§ Instructions to follow
Extract every line in the lines below that contains the word "patch".

* BEGIN Records *

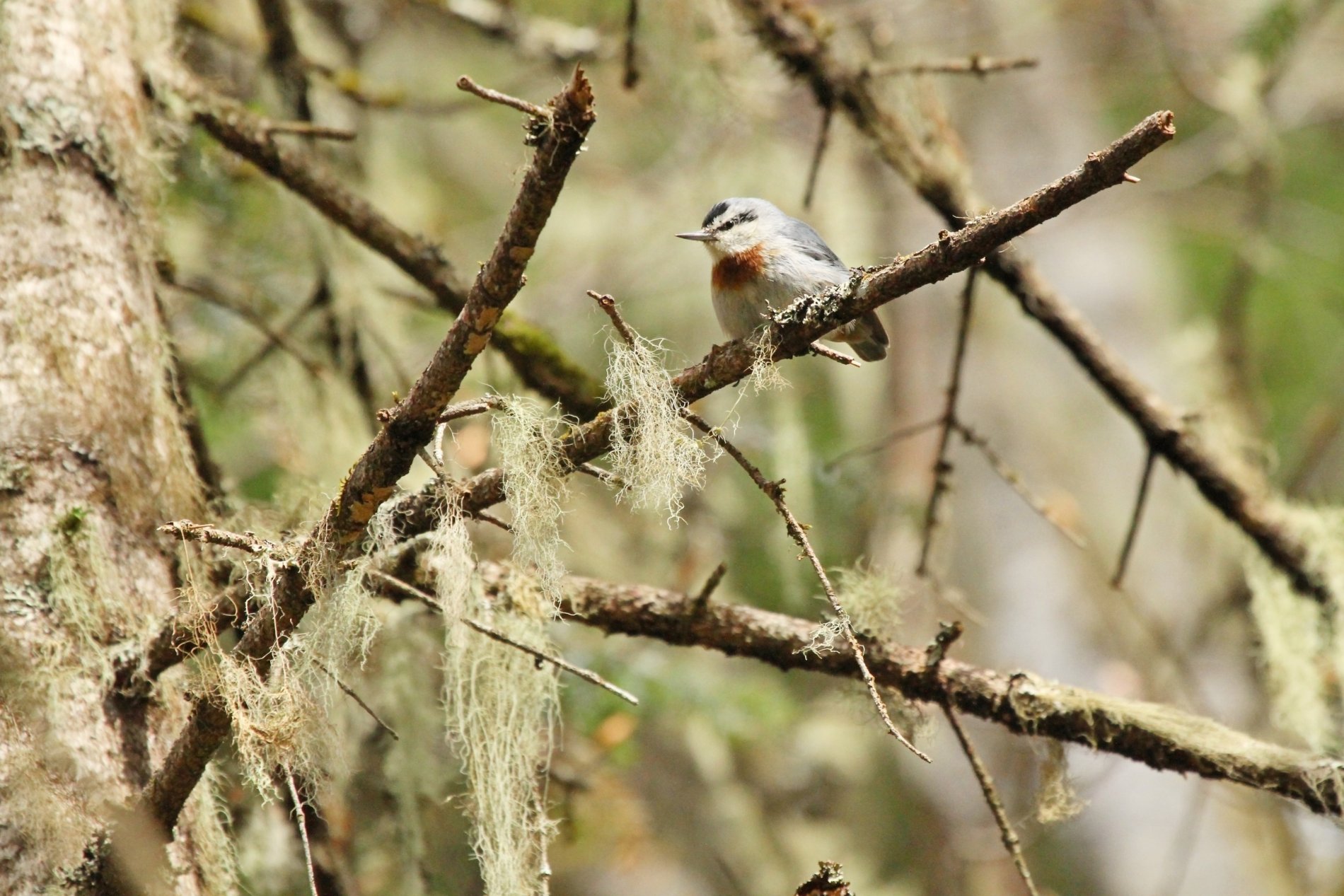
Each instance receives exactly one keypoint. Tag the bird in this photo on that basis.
(764, 260)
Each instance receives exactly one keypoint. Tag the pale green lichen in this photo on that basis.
(871, 598)
(285, 721)
(765, 375)
(1057, 800)
(1302, 642)
(500, 709)
(654, 455)
(534, 482)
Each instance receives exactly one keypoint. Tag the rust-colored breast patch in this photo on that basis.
(736, 272)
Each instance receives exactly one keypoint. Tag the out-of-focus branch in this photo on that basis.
(811, 318)
(282, 57)
(390, 455)
(972, 65)
(941, 465)
(800, 43)
(936, 652)
(528, 349)
(1156, 735)
(535, 37)
(827, 882)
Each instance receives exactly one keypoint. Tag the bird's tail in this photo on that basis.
(866, 336)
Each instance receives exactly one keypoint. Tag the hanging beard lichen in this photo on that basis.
(451, 562)
(652, 453)
(534, 482)
(765, 375)
(500, 709)
(285, 721)
(1057, 800)
(1302, 641)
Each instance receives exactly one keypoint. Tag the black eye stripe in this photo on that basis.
(737, 219)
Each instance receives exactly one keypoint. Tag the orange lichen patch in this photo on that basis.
(476, 343)
(367, 504)
(736, 272)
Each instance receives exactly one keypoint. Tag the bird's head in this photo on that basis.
(737, 226)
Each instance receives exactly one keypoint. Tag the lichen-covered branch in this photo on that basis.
(528, 349)
(811, 318)
(801, 43)
(1156, 735)
(391, 453)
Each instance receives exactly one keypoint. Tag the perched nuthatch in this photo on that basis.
(763, 261)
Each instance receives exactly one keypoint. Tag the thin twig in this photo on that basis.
(631, 74)
(702, 598)
(284, 58)
(886, 441)
(815, 168)
(973, 65)
(1023, 703)
(800, 38)
(941, 465)
(948, 634)
(374, 477)
(530, 35)
(530, 351)
(1140, 501)
(206, 534)
(274, 337)
(606, 477)
(560, 663)
(608, 306)
(503, 98)
(468, 409)
(818, 348)
(1014, 480)
(354, 696)
(586, 675)
(309, 129)
(775, 491)
(303, 833)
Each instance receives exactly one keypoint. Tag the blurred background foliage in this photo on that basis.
(1221, 279)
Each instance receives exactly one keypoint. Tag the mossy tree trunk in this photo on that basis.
(93, 450)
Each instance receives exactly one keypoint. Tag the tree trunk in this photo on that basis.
(93, 450)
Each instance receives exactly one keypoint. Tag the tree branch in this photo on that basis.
(391, 453)
(799, 42)
(528, 349)
(794, 328)
(1160, 736)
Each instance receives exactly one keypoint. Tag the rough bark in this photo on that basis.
(93, 450)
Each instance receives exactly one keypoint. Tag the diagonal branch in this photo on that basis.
(815, 316)
(775, 491)
(1160, 736)
(811, 318)
(391, 453)
(528, 349)
(936, 652)
(797, 38)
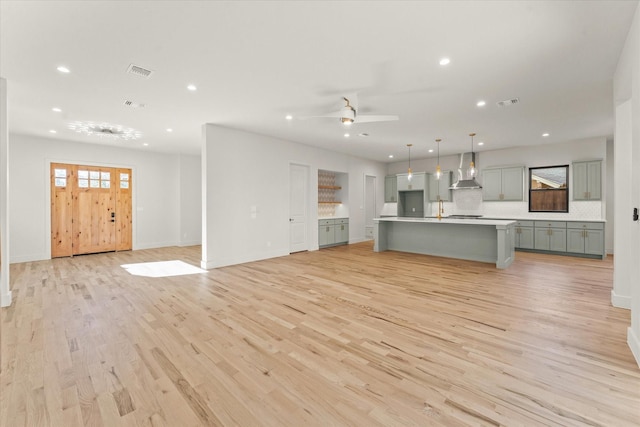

* END Records *

§ Solution for this task
Each instance receives exactly one keypoint. Tag the rust-colored breast patch in this photo on that basis.
Each instance receives exactly one keypoint. Tag the orange lichen patch in this photo on that basis.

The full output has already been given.